* _Goal A_: Repeat verbatim the stretch of the records from the line containing "I bet you can find the whole" through the line containing "[484, 327, 529, 378]", both lines included.

+++ Quoted text

Famed architect builds quake-proof homes from rubble in Nepal

Renowned Japanese architect Shigeru Ban – who helped bring global attention to humanitarian architecture and continues to influence fellow architects and disaster-relief workers – devised a solution.

“Each disaster is different, so I have to go there to find out the particular problems to solve,” said 58-year-old Ban, who built paper emergency shelters in Haiti after the 2010 quake and the Philippines after Typhoon Haiyan two years ago.

The prototype for his latest humanitarian housing project in Nepal consists of standard timber door frames joined together and reinforced with plywood. The frames are filled in with brick rubble, and the roof is covered with a plastic sheet and thatched for insulation.

The resulting structure is strong enough to meet Japan’s stringent earthquake standards, he said in an interview at his office in Tokyo.

“I’m hoping people will copy my design. If we make 20, some other NGO might make more. I’m encouraging people to copy my ideas. No copyrights,” Ban said, noting he always tries to enlist the help of his houses’ future inhabitants.

Construction workers make the final touches to a prototype house of the Nepal House Project designed by Japanese architect Shigeru Ban in Kathmandu. REUTERS

“If they’re involved in the construction, if the structure needs maintenance, they will know how to do it themselves.”

CREATIVE AID

Ban, who in 2014 won the Pritzker Prize, architecture’s top award, has also built shelters for Rwandan refugees in 1994, Sri Lankan survivors of the 2004 tsunami, and victims of major disasters in Japan.

Fellow Pritzker prize winners Thom Mayne and Frank Gehry teamed up with Ban to work with actor Brad Pitt’s Make It Right Foundation, a non-profit group set up in 2007 to help rebuild New Orleans’ Lower 9th Ward after Hurricane Katrina.

Ban’s work has pushed aid agencies to take on challenges differently, said Brett Moore, a shelter, infrastructure and reconstruction advisor for World Vision International.

++++++

* _Goal B_: Reproduce verbatim the stretch of the article on Shigeru Ban's quake-proof homes in Nepal from "Ban, who in" through "after Hurricane Katrina.".

+++ Stored rows

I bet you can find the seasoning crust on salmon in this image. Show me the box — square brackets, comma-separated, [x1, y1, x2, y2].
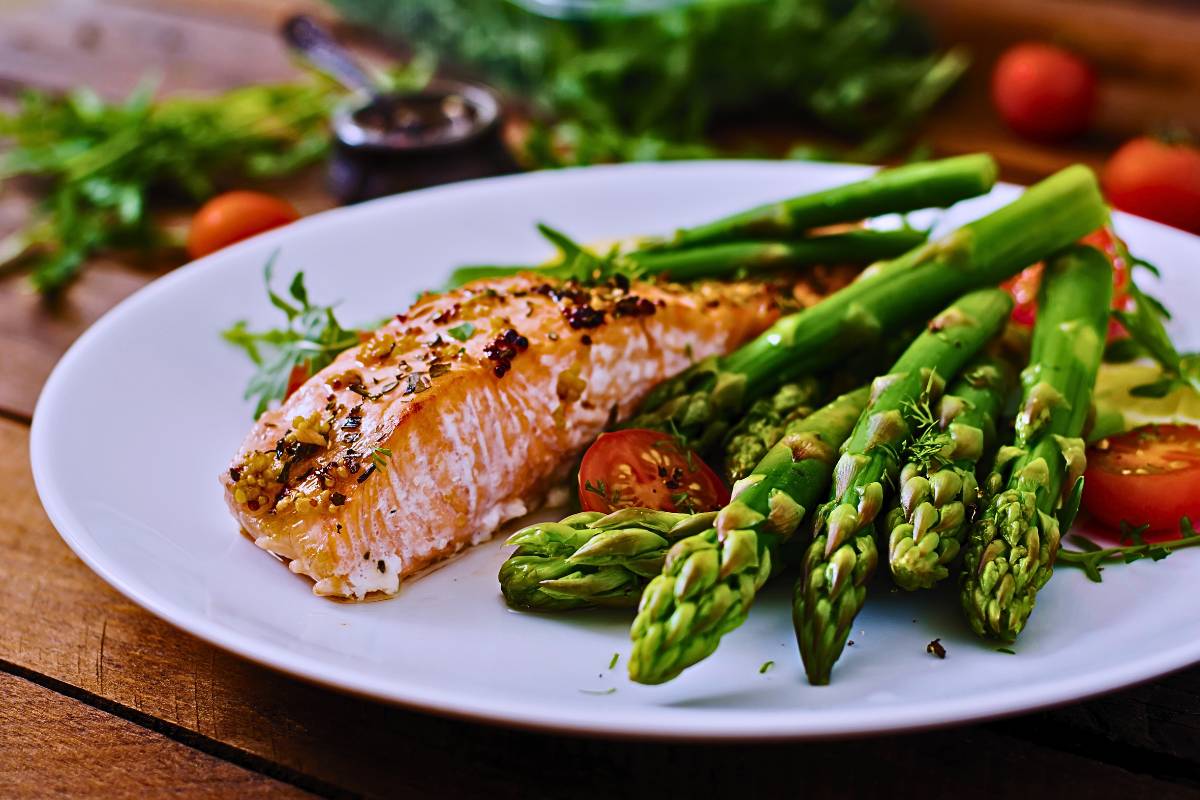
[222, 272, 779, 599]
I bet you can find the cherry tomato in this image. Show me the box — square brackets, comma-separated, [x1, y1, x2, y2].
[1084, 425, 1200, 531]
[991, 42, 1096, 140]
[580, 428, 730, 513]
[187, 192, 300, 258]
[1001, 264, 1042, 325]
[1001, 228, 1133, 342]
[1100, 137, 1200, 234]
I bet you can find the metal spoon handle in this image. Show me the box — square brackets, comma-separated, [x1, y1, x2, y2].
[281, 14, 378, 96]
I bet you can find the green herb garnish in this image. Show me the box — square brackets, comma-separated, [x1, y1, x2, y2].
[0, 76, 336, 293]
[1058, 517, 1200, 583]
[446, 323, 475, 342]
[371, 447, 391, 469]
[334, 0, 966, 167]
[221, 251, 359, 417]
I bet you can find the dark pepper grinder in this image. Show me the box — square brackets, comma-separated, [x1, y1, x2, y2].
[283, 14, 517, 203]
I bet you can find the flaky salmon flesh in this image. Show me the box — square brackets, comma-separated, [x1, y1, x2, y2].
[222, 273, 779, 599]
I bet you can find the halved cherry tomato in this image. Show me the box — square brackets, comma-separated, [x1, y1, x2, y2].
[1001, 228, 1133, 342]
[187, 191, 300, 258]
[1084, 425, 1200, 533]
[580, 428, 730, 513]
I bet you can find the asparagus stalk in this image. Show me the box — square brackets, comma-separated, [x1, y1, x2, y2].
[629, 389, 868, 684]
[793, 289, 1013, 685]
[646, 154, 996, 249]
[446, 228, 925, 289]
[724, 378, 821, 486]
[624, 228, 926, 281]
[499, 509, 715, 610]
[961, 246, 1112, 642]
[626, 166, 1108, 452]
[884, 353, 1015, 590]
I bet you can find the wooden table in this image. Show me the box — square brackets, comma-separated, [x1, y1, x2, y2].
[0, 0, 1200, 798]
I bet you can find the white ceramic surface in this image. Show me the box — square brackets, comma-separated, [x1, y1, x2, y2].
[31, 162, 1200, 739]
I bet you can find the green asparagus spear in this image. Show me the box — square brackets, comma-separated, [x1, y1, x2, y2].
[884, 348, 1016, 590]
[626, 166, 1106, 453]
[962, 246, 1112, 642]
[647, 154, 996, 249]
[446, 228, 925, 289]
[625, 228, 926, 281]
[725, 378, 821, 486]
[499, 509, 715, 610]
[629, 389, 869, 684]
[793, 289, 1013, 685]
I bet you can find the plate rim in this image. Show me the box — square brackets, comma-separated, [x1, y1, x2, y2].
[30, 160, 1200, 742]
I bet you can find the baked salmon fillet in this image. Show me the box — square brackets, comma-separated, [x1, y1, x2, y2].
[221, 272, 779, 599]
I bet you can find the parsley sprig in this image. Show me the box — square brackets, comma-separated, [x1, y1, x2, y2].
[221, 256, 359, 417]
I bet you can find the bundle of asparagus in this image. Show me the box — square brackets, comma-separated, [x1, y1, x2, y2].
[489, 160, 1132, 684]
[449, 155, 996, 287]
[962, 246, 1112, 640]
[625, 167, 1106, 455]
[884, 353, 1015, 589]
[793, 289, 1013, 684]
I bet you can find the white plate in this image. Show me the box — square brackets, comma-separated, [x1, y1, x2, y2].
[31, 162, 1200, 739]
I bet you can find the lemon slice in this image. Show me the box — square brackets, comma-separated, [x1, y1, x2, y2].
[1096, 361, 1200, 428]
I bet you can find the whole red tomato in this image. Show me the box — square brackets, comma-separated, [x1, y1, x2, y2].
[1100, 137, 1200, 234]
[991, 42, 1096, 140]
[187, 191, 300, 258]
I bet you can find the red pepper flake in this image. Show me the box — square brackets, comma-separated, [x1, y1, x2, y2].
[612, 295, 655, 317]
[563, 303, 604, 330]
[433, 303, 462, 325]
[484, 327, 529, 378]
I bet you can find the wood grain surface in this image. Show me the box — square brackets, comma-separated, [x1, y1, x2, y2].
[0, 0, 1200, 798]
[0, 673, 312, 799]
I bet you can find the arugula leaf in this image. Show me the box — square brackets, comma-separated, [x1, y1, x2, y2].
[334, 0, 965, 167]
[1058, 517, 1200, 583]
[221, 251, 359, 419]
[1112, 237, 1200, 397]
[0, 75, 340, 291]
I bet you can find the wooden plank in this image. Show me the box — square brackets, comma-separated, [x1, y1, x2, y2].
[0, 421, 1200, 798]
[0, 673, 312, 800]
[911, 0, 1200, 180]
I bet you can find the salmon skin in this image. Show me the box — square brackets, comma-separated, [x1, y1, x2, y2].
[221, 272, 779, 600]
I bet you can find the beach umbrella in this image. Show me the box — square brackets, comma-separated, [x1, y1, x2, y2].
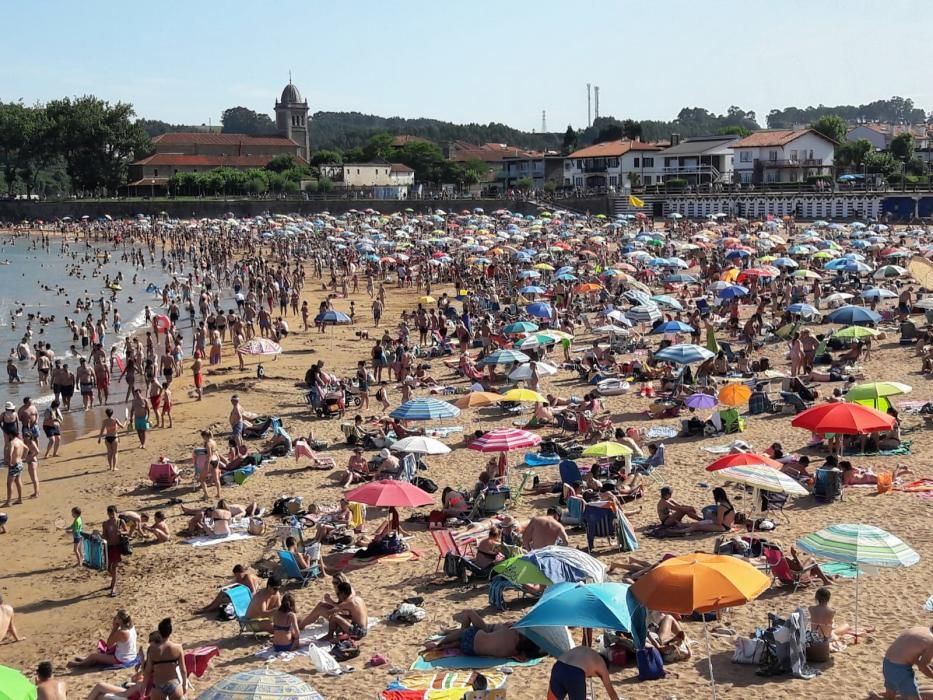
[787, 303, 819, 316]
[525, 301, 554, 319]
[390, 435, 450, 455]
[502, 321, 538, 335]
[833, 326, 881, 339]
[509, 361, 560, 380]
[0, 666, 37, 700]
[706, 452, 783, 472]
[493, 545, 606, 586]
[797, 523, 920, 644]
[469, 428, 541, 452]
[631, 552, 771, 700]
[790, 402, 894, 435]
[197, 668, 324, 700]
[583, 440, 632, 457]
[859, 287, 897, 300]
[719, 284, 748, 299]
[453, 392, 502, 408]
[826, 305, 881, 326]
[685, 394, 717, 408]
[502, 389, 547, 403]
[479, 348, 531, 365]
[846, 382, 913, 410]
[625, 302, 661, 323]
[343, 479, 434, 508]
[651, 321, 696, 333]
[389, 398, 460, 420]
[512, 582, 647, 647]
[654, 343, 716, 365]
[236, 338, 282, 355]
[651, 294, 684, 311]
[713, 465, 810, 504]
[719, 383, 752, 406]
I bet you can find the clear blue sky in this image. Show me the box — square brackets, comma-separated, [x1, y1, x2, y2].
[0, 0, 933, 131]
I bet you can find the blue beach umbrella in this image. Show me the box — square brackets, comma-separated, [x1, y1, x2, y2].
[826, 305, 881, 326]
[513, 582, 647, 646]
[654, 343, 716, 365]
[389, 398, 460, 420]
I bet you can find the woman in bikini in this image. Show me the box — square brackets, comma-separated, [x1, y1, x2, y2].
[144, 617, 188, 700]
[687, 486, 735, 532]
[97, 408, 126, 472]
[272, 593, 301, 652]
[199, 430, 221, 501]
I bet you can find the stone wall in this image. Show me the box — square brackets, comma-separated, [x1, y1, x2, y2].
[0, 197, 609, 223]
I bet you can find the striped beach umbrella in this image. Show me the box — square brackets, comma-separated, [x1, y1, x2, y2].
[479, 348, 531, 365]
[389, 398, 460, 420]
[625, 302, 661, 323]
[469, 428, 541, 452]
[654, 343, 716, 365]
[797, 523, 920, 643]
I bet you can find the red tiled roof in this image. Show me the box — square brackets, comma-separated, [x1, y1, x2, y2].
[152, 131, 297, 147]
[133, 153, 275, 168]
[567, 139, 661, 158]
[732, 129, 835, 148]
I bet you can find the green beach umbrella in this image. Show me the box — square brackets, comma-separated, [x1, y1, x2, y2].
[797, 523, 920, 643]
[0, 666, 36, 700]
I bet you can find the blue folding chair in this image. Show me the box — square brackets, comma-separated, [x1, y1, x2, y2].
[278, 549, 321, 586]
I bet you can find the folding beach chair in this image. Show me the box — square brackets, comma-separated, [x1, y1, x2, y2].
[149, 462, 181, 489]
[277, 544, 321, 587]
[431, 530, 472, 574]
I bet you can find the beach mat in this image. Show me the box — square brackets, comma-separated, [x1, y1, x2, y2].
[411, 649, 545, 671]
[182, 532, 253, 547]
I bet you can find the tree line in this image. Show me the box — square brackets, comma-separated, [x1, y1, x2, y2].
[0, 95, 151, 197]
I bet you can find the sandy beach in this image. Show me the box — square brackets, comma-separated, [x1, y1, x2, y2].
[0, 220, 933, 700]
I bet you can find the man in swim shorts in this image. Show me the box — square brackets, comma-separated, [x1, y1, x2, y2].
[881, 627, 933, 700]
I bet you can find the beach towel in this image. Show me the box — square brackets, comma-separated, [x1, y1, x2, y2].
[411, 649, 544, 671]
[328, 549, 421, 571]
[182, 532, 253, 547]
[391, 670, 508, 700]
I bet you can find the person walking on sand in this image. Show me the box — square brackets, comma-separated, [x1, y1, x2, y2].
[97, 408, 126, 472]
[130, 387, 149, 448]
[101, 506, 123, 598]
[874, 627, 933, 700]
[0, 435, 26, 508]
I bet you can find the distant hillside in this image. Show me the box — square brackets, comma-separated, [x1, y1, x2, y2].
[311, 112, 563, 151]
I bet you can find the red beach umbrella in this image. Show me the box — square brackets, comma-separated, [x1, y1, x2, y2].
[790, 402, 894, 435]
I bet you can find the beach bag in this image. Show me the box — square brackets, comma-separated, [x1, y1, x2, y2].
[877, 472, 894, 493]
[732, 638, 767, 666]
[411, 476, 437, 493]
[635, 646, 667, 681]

++++++

* _Full response A_:
I bet you can find the whole red tomato in this image. Show me the box — square brackets, comma-separated, [x1, y1, x2, y2].
[1100, 137, 1200, 234]
[991, 42, 1096, 140]
[187, 191, 300, 258]
I bet you can find the red pepper flake in this image. Show me the box — square brackets, comma-separated, [x1, y1, x2, y2].
[612, 295, 655, 317]
[563, 303, 604, 330]
[433, 303, 462, 325]
[484, 327, 529, 378]

* _Full response B_:
Ban, who in 2014 won the Pritzker Prize, architecture’s top award, has also built shelters for Rwandan refugees in 1994, Sri Lankan survivors of the 2004 tsunami, and victims of major disasters in Japan.

Fellow Pritzker prize winners Thom Mayne and Frank Gehry teamed up with Ban to work with actor Brad Pitt’s Make It Right Foundation, a non-profit group set up in 2007 to help rebuild New Orleans’ Lower 9th Ward after Hurricane Katrina.